-- Task to carry out --
Only the line containing "of the clear" and those after it, up to the end of the records below, are to be set down, exactly as written.

Stored data entries

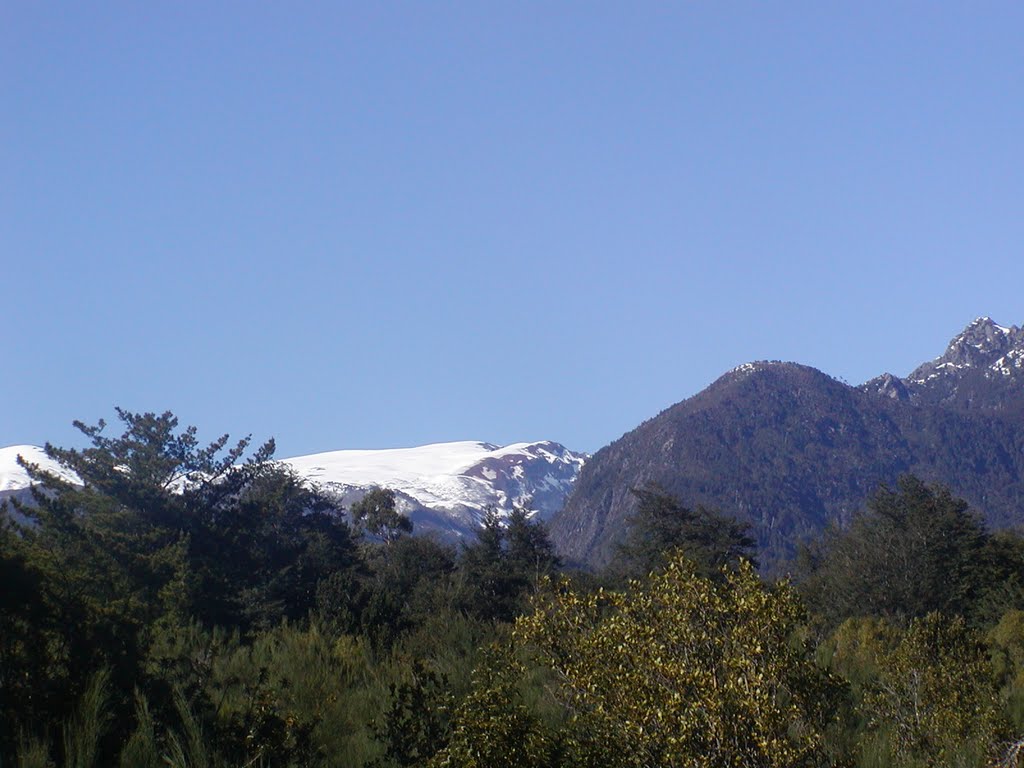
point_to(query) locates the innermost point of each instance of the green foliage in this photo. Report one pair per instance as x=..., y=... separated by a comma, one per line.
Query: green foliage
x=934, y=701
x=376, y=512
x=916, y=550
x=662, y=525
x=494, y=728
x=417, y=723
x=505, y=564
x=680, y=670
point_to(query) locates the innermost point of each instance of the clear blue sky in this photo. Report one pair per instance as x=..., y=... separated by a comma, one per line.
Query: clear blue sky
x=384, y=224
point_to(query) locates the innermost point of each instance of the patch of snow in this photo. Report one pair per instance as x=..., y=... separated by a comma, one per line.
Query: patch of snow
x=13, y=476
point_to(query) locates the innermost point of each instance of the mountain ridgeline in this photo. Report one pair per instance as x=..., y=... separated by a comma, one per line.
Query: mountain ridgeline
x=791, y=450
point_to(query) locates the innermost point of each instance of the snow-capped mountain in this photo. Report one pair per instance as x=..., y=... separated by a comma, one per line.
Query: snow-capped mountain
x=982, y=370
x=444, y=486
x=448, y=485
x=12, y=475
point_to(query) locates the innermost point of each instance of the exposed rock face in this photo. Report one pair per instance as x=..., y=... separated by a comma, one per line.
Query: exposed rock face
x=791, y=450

-- Response area --
point_to(query) locates the innermost point of each instance of the clear blue sky in this photo. Report one pair per instance as x=..., y=... separated by a comma, one per line.
Query: clear blue sky
x=384, y=224
point_to(query) locates the innermost point of each instance of the patch of snow in this photo. Report one pair per instance as x=..., y=... separated by a comma, one per line.
Query: patch of snow
x=13, y=476
point_to(query) locates the innermost point of each instance of the mountain ridgeline in this photo. Report one pair per instance as x=..., y=... separated by a comma, one per line.
Query: mountain ridgeline
x=791, y=450
point_to(query) locates the innermost point of each instance of the snow-capped mountain in this photo. Report one pair per instance as x=..., y=... separated by a comma, one per line.
Query: snow-capped mountain
x=982, y=370
x=444, y=486
x=448, y=485
x=12, y=475
point_to(query) locates the innermost point of each instance of the exposed rock face in this photo. Report one pair per instance as x=..., y=... separated by a comma, one per line.
Query: exposed rock face
x=791, y=450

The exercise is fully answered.